For the part below that opens with the line containing "Trace the outline of every instance of the white towel" and closes with the line containing "123), (58, 139)]", both ends included, give its lines as a JSON list of strings, one string per line, leaving out blank lines.

#### Raw data:
──────────────────────────────

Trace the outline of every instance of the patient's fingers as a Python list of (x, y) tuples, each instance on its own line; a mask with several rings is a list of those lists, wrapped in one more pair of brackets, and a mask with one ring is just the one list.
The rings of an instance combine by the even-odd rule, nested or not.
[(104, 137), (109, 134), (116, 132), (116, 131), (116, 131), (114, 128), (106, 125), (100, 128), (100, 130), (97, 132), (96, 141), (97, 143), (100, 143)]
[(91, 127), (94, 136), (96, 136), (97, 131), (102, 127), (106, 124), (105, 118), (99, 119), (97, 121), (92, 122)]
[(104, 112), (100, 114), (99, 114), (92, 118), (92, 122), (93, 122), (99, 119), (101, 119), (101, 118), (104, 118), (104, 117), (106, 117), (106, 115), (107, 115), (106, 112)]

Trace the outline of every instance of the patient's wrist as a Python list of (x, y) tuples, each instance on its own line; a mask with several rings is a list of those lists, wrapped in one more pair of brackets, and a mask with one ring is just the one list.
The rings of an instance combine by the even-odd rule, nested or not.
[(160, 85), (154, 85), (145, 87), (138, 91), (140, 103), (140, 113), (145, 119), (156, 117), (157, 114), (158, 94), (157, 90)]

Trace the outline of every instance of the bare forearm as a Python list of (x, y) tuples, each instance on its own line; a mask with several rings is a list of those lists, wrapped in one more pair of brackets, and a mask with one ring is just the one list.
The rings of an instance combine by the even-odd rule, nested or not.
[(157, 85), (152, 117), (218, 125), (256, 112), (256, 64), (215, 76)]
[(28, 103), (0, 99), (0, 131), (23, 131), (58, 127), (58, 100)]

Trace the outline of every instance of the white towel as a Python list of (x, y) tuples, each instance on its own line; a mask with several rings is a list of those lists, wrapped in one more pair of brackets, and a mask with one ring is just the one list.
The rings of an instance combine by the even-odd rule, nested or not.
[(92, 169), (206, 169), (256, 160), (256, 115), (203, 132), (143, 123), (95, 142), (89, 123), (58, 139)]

──────────────────────────────

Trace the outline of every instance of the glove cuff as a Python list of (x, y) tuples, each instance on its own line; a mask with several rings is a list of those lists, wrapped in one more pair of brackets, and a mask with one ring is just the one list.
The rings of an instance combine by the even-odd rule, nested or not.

──────────────────────────────

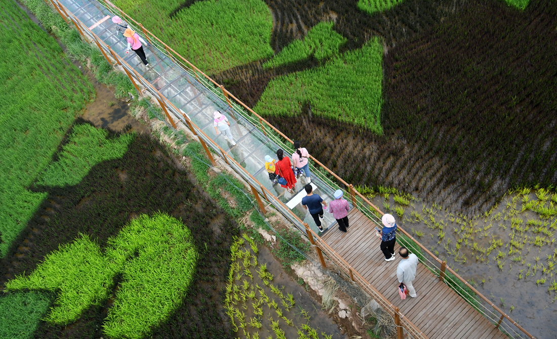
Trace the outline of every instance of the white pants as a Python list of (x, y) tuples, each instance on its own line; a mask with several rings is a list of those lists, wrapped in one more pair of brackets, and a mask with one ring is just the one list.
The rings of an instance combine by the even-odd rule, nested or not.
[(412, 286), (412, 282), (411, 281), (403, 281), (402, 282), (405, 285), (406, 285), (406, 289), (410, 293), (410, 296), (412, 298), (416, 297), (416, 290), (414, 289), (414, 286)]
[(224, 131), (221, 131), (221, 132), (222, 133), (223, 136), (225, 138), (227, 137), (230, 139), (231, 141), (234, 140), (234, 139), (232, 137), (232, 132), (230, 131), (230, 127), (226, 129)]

──────────────────────────────

#### Task solution:
[
  "Trace the outline of every instance of the white towel as a Python list of (x, y) tuples, each instance on its own line; a mask with several rings is a list of those lists, wrapped in one more pair of brackets, and a mask with one ring is just the one list.",
  "The rings of an instance combine by the even-odd rule, nested or not.",
  "[(92, 169), (206, 169), (256, 160), (256, 115), (203, 132), (143, 123), (95, 142), (89, 123), (58, 139)]"
]